=== 実施する課題 1 ===
下の一覧について、「the gray throw」を含む行から一覧の最後の行までを、両端の行も含めて一字一句違えずに書き写してください。

=== 文書抜粋 ===
絶対的エースが直面した人生最大の挫折 それでも本田圭佑は前を向く

元川悦子

「非常にみじめだが、これが現実」

コートジボワール戦では先制ゴールを挙げる活躍を見せたが、4年前のようにチームの快進撃にはつながらなかった 【写真:ロイター/アフロ】

 この4年間、ふがいない戦いをした後の本田は、ミックスゾーンで記者の問いかけに答えることなく、無言で去っていくことが多かった。だが、「W杯優勝」を公言し、「自分たちのサッカーを貫いて勝つ」と口癖のように言い続けながら、勝ち点1でグループ最下位に終わった今大会の責任を、彼は強く感じたはずだ。「自らが発信する必要がある」と覚悟した本田は、大勢の記者の前でこう切り出した。

「話すとキリがないですけど、細かいところの積み重ねで向こうの方が自分たちを上回っていたし、こっちはチャンスを決めることができずに、向こうは決めたと。そこに総括されると思います。自分が言ったことに対しての責任もありますし、とにかくこれが現実。非常にみじめですけど、すべてを受け入れてまた明日から進んでいかないといけない。僕が言うことの信用も当然ながら下がるし、この悔しさを生かすしかないのかなと。自分にはサッカーしかないし、自分らしくやっていくしかやり方を知らない……。また前を向いて進んでいきたいと思います」と、彼は自らを奮い立たせるように言葉を発した。

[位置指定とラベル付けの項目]
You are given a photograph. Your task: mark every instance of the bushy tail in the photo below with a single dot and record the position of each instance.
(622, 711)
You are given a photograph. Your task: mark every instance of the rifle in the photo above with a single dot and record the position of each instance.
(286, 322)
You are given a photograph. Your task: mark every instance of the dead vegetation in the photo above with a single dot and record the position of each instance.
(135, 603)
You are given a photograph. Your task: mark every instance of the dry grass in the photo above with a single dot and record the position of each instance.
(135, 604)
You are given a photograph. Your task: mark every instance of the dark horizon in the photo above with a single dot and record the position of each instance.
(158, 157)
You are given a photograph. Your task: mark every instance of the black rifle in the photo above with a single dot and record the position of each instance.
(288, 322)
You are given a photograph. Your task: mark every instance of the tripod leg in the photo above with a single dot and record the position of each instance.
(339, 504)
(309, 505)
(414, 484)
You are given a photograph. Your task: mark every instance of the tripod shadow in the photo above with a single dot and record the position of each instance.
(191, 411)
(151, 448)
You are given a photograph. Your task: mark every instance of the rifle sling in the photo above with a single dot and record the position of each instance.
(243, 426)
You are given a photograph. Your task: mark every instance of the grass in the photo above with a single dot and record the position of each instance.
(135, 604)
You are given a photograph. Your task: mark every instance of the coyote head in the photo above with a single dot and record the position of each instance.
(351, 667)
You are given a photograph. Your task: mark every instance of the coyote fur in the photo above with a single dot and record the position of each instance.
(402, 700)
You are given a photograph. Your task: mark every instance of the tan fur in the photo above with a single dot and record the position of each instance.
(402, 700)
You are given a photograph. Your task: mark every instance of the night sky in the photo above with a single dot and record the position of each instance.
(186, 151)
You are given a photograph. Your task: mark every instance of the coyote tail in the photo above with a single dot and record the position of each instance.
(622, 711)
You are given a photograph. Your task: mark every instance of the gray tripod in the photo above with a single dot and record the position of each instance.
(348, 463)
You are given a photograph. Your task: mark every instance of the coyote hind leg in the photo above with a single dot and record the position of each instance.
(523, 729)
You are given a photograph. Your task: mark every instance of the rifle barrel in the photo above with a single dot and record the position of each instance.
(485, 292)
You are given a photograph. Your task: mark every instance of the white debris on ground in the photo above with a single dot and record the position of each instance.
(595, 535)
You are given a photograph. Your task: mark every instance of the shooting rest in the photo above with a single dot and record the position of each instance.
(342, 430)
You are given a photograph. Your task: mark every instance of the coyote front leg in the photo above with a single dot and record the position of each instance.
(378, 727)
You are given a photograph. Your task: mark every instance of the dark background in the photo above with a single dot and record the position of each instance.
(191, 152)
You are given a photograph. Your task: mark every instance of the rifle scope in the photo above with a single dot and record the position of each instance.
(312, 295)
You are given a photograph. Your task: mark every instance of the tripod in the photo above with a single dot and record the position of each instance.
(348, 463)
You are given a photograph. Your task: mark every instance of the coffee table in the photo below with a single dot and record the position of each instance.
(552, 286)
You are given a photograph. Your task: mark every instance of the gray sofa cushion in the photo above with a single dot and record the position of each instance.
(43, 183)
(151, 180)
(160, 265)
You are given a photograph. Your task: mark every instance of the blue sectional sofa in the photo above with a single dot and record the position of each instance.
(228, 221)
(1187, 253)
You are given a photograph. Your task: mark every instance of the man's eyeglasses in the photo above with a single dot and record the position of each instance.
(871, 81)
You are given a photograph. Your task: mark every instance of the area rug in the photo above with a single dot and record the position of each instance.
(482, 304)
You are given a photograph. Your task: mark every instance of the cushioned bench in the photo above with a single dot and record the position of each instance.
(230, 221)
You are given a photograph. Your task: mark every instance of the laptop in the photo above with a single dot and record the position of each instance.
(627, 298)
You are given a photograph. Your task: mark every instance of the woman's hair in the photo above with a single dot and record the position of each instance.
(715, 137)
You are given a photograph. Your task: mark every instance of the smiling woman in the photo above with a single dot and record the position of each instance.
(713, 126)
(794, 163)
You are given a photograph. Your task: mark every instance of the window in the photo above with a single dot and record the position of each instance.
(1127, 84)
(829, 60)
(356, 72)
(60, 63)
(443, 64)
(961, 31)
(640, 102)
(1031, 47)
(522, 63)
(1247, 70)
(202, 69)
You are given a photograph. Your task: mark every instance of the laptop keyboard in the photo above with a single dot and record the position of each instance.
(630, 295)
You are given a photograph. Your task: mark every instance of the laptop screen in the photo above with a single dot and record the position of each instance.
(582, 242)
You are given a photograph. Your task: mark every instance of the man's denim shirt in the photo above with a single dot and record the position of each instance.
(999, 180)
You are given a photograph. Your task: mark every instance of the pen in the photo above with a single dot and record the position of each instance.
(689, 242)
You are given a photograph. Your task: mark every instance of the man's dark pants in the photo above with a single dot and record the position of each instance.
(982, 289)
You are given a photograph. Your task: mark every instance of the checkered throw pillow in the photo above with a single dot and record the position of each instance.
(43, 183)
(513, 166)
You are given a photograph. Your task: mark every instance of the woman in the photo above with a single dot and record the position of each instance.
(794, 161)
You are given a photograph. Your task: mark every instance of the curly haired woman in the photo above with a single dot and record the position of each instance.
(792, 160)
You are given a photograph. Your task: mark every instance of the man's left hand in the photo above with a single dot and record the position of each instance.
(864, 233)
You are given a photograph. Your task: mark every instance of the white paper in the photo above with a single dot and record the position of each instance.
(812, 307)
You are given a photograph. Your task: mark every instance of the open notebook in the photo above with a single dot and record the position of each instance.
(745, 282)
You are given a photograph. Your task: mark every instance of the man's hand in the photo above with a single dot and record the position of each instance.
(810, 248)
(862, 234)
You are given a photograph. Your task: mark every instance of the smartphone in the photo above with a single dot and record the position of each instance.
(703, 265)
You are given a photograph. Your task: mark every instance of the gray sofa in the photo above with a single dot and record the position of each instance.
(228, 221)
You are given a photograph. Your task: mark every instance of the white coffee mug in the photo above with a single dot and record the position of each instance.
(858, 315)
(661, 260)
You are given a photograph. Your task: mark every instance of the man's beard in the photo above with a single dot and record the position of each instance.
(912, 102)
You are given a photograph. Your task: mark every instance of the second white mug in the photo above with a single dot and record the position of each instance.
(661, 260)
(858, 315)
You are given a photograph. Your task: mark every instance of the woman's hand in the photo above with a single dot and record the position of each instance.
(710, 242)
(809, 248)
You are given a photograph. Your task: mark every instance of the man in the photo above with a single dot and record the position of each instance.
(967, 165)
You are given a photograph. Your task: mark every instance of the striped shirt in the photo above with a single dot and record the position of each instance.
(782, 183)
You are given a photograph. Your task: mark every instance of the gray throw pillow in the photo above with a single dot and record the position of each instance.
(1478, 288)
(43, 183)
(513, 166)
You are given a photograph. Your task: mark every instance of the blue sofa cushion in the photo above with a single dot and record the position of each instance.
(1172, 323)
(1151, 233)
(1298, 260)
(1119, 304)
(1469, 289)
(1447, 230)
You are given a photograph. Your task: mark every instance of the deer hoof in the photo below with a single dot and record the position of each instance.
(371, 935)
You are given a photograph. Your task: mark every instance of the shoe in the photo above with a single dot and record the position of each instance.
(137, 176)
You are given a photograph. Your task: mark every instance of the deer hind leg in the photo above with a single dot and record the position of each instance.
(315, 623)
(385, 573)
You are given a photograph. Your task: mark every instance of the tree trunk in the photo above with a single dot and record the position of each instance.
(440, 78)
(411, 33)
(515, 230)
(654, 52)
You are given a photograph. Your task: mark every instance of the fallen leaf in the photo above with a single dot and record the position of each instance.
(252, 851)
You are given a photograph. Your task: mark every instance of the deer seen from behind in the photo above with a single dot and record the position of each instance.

=== 実施する課題 2 ===
上の本田圭佑の記事を、全文一字も変えずに引用してください。

=== 回答 1 ===
You are given a photograph. Your task: mark every instance of the gray throw pillow in the photo above with a single dot and record the position of each instance.
(1478, 288)
(43, 183)
(513, 166)
You are given a photograph. Your task: mark every instance of the blue sofa cushion in the photo above with a single dot and record the position of each instance.
(1172, 323)
(1151, 233)
(1298, 260)
(1119, 304)
(1469, 289)
(1447, 230)
You are given a photograph. Your task: mark every instance of the deer hoof in the photo below with a single dot and record the position of each instance.
(371, 935)
You are given a photograph. Your task: mark every instance of the shoe in the photo above with a single dot and record the position of each instance.
(137, 176)
You are given a photograph. Your task: mark every instance of the deer hind leg in the photo above with a single dot and record the position of each instance.
(315, 623)
(385, 573)
You are given a photograph. Your task: mark every instance of the tree trunk in the photo above with a single dot and record the position of each instance.
(440, 78)
(411, 33)
(515, 230)
(654, 52)
You are given a photograph. Your task: mark every instance of the fallen leaf in the photo above with a single dot and record the position of each instance.
(252, 851)
You are given a photograph. Your task: mark every instance of the deer seen from behind in the photo above with a single dot and record the position of each instance.

=== 回答 2 ===
絶対的エースが直面した人生最大の挫折 それでも本田圭佑は前を向く

元川悦子

「非常にみじめだが、これが現実」

コートジボワール戦では先制ゴールを挙げる活躍を見せたが、4年前のようにチームの快進撃にはつながらなかった 【写真:ロイター/アフロ】

 この4年間、ふがいない戦いをした後の本田は、ミックスゾーンで記者の問いかけに答えることなく、無言で去っていくことが多かった。だが、「W杯優勝」を公言し、「自分たちのサッカーを貫いて勝つ」と口癖のように言い続けながら、勝ち点1でグループ最下位に終わった今大会の責任を、彼は強く感じたはずだ。「自らが発信する必要がある」と覚悟した本田は、大勢の記者の前でこう切り出した。

「話すとキリがないですけど、細かいところの積み重ねで向こうの方が自分たちを上回っていたし、こっちはチャンスを決めることができずに、向こうは決めたと。そこに総括されると思います。自分が言ったことに対しての責任もありますし、とにかくこれが現実。非常にみじめですけど、すべてを受け入れてまた明日から進んでいかないといけない。僕が言うことの信用も当然ながら下がるし、この悔しさを生かすしかないのかなと。自分にはサッカーしかないし、自分らしくやっていくしかやり方を知らない……。また前を向いて進んでいきたいと思います」と、彼は自らを奮い立たせるように言葉を発した。